Tasks to carry out —
(a) Answer these questions from the article on growth through products or services below.
(i) Which country does the article name as having become a center of the software universe?
(ii) What does the article say "services" are intensive in?
(iii) Whom does the article call some of the manufacturers' best customers?
(b) Print everything in the article on growth through products or services below, from "Recognizing their inability" down to "and profit margins.", word for word.

Text to read —
>>

30 August 2007
Growth through products or services
By Jim Pinto
Today, quite a bit of proprietary content has melted away. Automation knowledge that produces quality goods at low cost has become a commodity. The core features and functions of PLC and DCS systems are easy to copy, and the cost reduces to quality manufacturing of commodity products with the lowest overhead.
Software is also easy to copy—if not directly, then at least through availability of functional equivalents that a programmer can quickly and cheaply develop in countries like India, which have rapidly become centers of the software universe.
Recognizing their inability to develop truly proprietary products in the fast-moving global environment, many industrial automation product manufacturers are migrating toward the supply of services to generate growth. This is a shortsighted strategy. “Services” are knowledge intensive (people and labor) and typically local (on-site systems design, integration, and start-up). This type of business is usually subject to intense local competition and cannot easily scale up for consistent revenue growth and profit margins.
Automation product manufacturers attempting growth through systems integration and services must recognize their service offerings put them into direct competition with some of their best customers—the local systems integrators. It is true the manufacturer has the advantage of additional margins and proprietary product applications knowledge, but the integrator has the advantage of being local and can often defect to competitors’ products.

<<

Supplied data —
>>

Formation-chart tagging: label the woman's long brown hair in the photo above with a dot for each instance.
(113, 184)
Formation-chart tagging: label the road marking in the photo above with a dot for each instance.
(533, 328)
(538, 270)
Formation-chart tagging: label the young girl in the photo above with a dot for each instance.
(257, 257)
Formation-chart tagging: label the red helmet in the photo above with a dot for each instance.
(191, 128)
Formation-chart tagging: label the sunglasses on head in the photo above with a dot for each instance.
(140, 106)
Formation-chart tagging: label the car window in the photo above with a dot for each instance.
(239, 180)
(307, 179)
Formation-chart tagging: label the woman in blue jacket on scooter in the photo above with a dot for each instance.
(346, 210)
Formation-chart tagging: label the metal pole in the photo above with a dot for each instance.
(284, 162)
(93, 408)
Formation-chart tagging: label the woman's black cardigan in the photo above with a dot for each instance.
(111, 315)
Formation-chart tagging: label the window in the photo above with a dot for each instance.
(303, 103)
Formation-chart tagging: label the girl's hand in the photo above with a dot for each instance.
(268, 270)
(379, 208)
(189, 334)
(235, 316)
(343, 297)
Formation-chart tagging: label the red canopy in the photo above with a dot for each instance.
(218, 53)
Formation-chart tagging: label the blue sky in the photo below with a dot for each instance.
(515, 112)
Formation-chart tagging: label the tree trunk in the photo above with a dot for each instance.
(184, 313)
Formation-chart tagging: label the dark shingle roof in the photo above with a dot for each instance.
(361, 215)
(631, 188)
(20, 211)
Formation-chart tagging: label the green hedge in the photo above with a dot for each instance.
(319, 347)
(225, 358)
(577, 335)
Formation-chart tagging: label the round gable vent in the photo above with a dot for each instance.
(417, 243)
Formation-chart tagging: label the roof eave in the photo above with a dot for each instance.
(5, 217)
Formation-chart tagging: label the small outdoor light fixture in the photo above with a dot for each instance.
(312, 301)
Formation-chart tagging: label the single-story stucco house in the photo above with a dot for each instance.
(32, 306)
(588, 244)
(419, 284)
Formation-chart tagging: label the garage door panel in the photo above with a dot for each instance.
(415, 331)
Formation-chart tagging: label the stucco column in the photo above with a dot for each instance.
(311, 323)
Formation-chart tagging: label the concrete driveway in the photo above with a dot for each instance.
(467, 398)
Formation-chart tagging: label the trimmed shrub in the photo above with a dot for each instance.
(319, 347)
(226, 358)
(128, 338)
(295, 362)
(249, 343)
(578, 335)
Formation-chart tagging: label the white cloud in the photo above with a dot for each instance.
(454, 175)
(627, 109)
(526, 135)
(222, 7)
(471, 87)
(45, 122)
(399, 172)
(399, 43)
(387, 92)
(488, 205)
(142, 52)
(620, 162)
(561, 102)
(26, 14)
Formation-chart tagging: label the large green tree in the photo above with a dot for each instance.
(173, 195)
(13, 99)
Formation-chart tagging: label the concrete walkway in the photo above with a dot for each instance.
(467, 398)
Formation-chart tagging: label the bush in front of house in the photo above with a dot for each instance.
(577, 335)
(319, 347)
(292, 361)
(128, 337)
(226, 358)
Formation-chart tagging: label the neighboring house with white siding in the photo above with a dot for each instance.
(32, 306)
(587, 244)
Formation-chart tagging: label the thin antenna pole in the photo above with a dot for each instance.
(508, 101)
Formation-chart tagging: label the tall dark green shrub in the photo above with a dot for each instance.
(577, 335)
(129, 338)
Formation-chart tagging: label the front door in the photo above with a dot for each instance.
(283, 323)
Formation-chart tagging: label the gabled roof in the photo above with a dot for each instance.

<<

Answers by task —
(a)
(i) India
(ii) Knowledge (people and labor)
(iii) The local systems integrators

(b)
Recognizing their inability to develop truly proprietary products in the fast-moving global environment, many industrial automation product manufacturers are migrating toward the supply of services to generate growth. This is a shortsighted strategy. “Services” are knowledge intensive (people and labor) and typically local (on-site systems design, integration, and start-up). This type of business is usually subject to intense local competition and cannot easily scale up for consistent revenue growth and profit margins.